- _WHAT YOU HAVE TO DO_:
Using the records below, copy every line that holds the string "vegetation".

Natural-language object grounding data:
[Start of Attachment]
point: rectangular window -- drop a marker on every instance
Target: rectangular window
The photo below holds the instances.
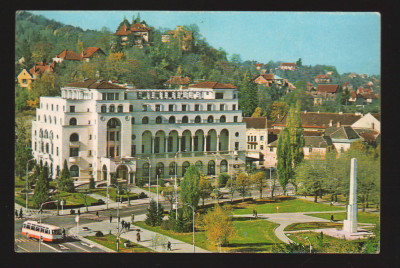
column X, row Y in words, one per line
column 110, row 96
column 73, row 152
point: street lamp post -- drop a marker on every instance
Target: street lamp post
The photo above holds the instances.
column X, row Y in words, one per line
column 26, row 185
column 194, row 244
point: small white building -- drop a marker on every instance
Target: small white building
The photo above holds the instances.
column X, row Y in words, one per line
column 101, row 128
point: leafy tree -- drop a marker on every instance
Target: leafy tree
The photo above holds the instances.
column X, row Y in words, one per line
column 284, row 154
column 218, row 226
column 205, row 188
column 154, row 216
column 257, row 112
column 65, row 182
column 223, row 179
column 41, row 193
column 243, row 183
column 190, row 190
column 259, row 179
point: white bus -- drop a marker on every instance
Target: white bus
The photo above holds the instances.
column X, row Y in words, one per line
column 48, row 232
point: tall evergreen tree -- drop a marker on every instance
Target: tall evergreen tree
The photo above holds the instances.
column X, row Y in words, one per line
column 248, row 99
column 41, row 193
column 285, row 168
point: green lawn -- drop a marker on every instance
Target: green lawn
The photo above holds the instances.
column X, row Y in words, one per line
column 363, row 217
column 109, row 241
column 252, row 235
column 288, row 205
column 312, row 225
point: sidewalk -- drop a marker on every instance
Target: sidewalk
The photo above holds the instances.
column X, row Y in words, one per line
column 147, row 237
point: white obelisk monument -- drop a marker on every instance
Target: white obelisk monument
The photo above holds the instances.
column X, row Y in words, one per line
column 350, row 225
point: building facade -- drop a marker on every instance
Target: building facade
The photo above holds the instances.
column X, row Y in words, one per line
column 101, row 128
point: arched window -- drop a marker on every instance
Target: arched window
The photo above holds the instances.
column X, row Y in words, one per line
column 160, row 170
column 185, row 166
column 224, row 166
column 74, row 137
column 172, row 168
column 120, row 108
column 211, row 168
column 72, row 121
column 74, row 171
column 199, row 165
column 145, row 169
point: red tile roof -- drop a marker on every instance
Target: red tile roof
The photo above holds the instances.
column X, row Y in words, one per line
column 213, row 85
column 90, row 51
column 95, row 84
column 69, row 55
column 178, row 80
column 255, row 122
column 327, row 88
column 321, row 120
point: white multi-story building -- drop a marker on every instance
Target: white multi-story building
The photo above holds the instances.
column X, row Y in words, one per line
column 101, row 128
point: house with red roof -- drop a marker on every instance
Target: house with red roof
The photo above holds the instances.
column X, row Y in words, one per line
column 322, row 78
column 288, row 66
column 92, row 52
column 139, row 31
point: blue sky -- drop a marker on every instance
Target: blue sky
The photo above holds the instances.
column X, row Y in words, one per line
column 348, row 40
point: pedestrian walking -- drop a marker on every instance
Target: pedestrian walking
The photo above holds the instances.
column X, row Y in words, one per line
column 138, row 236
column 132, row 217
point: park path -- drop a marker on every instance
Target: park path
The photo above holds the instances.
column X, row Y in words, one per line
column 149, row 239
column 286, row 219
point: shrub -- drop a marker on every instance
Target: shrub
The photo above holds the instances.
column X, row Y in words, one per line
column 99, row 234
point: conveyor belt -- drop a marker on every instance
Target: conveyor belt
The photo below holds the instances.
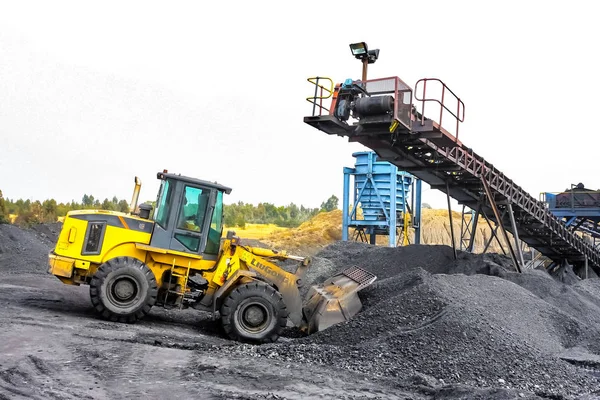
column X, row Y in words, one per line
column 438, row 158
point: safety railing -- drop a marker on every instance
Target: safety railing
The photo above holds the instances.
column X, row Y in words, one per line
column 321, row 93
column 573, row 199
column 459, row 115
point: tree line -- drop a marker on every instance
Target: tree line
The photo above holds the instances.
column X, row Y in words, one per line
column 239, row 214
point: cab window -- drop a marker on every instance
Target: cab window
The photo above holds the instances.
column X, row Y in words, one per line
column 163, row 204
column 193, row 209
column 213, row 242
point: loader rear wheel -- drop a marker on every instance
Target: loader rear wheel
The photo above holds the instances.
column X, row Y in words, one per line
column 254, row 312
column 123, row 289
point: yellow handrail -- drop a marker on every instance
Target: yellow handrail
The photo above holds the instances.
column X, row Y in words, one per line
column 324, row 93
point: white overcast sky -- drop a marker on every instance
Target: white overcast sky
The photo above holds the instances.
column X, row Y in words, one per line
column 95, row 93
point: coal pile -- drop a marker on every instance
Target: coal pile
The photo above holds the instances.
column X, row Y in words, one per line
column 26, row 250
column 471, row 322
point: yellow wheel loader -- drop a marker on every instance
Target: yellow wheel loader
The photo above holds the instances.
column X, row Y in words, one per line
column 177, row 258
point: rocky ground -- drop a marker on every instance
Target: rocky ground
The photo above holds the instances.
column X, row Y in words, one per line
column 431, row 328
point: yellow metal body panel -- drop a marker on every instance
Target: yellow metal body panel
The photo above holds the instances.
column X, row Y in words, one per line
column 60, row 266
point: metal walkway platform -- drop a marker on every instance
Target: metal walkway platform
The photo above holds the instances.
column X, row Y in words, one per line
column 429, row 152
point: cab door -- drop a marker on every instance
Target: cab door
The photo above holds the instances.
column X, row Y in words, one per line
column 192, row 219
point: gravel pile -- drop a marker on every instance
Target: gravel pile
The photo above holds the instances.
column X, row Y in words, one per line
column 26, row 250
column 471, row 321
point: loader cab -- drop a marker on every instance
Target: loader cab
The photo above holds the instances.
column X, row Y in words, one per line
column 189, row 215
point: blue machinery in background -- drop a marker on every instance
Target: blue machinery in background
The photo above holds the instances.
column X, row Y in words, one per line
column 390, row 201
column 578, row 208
[End of Attachment]
[Start of Attachment]
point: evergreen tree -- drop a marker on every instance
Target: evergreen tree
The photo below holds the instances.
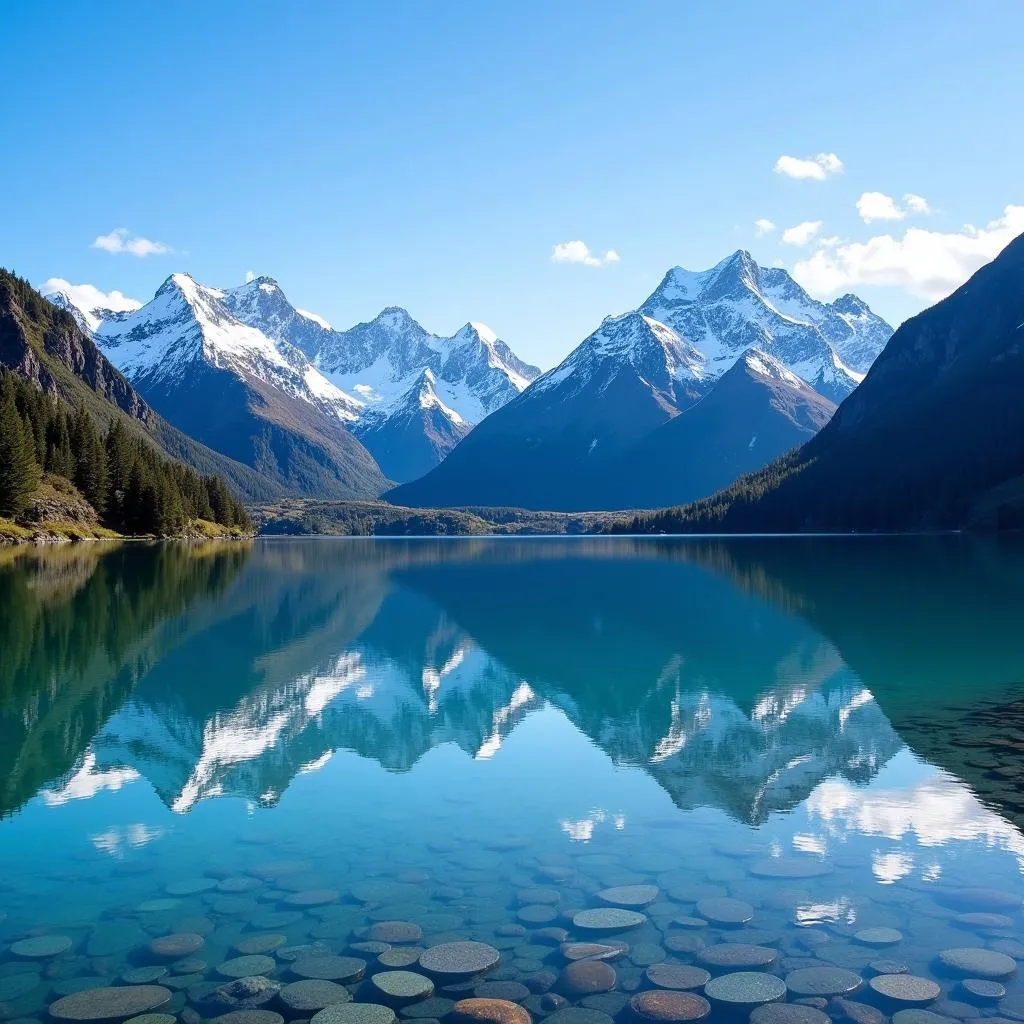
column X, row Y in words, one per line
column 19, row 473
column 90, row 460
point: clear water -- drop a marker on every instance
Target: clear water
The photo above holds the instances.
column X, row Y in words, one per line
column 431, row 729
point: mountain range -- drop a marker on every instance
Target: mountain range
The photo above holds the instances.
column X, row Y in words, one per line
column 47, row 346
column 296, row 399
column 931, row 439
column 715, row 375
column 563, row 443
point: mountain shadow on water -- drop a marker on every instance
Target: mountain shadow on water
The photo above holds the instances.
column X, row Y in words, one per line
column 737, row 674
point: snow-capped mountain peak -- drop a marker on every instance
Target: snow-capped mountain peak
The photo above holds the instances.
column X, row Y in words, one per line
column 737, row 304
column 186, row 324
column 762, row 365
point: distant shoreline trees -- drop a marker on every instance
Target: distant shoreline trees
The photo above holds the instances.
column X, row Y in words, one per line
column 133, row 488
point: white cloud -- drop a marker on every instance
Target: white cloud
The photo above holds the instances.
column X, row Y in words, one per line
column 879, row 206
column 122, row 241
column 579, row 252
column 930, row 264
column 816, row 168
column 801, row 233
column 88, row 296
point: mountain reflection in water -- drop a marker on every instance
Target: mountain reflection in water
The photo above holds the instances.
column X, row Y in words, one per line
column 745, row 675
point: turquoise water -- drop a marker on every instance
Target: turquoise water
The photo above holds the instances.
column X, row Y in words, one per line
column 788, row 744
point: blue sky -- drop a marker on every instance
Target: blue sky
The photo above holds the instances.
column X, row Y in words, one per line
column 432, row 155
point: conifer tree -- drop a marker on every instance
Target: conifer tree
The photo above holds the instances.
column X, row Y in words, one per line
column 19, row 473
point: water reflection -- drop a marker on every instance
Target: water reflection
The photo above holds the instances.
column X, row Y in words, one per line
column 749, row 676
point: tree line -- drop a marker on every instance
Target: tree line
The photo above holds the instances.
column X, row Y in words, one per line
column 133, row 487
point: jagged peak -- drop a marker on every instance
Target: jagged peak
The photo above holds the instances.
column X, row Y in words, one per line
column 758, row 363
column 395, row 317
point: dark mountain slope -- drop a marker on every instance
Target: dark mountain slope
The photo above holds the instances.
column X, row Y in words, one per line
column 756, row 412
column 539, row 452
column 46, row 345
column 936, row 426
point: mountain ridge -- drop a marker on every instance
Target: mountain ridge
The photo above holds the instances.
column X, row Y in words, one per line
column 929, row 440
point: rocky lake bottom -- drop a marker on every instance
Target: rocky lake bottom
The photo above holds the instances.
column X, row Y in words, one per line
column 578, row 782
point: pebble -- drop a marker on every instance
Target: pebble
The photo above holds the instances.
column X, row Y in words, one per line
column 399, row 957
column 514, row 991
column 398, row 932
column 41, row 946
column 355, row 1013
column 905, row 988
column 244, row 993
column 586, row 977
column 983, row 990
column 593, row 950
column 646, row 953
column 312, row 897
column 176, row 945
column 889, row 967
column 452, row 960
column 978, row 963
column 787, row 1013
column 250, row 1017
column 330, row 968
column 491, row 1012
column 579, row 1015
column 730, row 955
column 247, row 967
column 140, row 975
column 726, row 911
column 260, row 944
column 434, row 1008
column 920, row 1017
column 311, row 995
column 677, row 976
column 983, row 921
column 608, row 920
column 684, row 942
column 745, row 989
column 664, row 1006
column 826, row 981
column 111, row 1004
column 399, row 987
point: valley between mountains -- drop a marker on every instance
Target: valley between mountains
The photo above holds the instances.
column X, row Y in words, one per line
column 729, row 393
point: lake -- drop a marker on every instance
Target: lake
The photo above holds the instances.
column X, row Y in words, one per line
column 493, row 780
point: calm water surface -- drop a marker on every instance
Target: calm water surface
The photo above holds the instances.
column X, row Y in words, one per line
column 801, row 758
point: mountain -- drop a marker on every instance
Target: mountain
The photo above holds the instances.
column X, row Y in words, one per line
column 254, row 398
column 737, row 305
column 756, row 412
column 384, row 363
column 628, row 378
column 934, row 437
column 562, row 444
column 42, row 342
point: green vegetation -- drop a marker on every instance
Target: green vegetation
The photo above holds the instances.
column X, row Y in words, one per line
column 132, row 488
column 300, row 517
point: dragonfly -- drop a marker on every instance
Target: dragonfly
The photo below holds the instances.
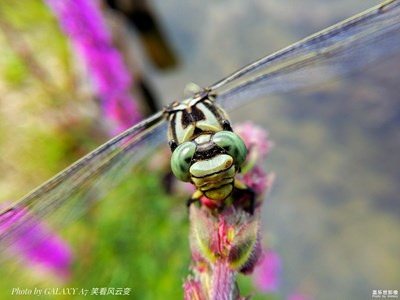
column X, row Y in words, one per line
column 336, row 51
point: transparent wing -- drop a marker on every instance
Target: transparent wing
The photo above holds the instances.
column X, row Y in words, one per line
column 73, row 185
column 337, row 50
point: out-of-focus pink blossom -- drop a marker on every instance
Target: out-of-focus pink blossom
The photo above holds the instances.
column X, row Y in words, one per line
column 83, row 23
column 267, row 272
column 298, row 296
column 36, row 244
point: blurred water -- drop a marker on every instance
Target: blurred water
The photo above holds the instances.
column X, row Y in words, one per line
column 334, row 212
[End of Attachment]
- _SOLUTION FOR THIS PROBLEM_:
point: green vegetation -- drop a marker on every instance
Target: green vegetation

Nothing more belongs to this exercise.